SUPPLIED MATERIAL START

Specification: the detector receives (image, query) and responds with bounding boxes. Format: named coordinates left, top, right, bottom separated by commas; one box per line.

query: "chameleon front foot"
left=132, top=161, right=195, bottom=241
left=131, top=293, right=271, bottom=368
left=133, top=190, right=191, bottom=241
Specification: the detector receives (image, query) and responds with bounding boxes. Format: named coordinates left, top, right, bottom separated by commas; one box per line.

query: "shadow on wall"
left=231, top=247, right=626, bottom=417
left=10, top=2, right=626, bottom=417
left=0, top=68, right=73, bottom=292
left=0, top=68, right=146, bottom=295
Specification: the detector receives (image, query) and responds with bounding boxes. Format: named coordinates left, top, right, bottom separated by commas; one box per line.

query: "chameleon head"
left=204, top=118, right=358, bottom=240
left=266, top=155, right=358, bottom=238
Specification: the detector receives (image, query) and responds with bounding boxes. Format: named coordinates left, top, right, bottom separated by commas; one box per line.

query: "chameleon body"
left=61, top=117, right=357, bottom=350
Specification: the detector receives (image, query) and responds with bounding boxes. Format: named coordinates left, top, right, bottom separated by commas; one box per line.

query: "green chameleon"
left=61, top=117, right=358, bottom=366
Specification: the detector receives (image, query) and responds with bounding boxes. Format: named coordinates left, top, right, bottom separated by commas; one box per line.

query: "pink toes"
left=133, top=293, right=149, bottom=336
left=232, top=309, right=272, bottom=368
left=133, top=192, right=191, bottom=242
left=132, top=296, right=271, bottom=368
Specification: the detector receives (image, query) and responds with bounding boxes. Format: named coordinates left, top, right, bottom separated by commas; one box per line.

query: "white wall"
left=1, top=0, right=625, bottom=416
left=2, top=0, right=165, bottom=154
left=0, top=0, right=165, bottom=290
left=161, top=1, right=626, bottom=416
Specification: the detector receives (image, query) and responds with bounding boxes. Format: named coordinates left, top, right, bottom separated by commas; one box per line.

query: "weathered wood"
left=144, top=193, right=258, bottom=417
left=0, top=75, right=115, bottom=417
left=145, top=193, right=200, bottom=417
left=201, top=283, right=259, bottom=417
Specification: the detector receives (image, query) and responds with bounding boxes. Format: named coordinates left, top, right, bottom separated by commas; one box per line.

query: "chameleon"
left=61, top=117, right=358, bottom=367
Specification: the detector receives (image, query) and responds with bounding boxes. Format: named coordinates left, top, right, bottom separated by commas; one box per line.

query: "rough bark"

SUPPLIED MATERIAL END

● **HOW TO COMPLETE THIS TASK**
Nothing in the data may change. Give it again in full.

● **EXERCISE OUTPUT**
Specification: the detector receives (image, query) and responds with bounding boxes. Format: named coordinates left, top, right, bottom separated by commas; one box per line.

query: "chameleon front foot"
left=132, top=161, right=195, bottom=241
left=131, top=293, right=271, bottom=368
left=133, top=190, right=191, bottom=241
Specification: the detector receives (image, query) and responds with bounding boxes. Format: named coordinates left, top, right, bottom separated by commas; one box per line.

query: "shadow on wall"
left=231, top=247, right=626, bottom=417
left=10, top=2, right=626, bottom=417
left=0, top=68, right=73, bottom=292
left=0, top=68, right=146, bottom=295
Specification: the detector receives (image, query) and responds with bounding boxes. Format: named coordinates left, top, right, bottom separated by commas; one box per line.

query: "chameleon head"
left=204, top=118, right=358, bottom=240
left=266, top=155, right=358, bottom=238
Specification: the detector receives (image, query) and responds with bounding boxes. Format: named coordinates left, top, right, bottom separated by commas; one box per line.

query: "chameleon body"
left=61, top=117, right=357, bottom=350
Specification: the detector receives (image, query) and responds with bounding boxes. Format: named coordinates left, top, right, bottom separated by commas; one box per line.

query: "green chameleon"
left=61, top=117, right=358, bottom=366
Specification: the detector receives (image, query) and responds with bounding boxes. Format: named coordinates left, top, right, bottom separated by commas; one box per line.

query: "pink toes"
left=133, top=293, right=149, bottom=336
left=232, top=309, right=272, bottom=368
left=133, top=192, right=191, bottom=242
left=132, top=296, right=271, bottom=368
Specification: the detector receives (image, query) and responds with bounding boxes. Format: named coordinates left, top, right, bottom separated by commas; one box per line.

query: "white wall"
left=1, top=0, right=625, bottom=416
left=2, top=0, right=165, bottom=154
left=0, top=0, right=165, bottom=290
left=161, top=1, right=626, bottom=416
Specification: the detector receives (image, query) and responds with bounding boxes. Format: named coordinates left, top, right, bottom separated by commas; one box per line.

query: "weathered wood"
left=144, top=193, right=258, bottom=417
left=0, top=75, right=115, bottom=417
left=145, top=193, right=200, bottom=417
left=201, top=283, right=259, bottom=417
Specification: the detector receives (image, query) and responds with bounding boxes. Format: named coordinates left, top, right, bottom separated by commas; one box per line.

query: "chameleon"
left=61, top=117, right=358, bottom=367
Specification: the detector receives (image, query) and responds with bounding boxes. Format: named coordinates left, top, right, bottom separated by commas; one box per line.

query: "rough bark"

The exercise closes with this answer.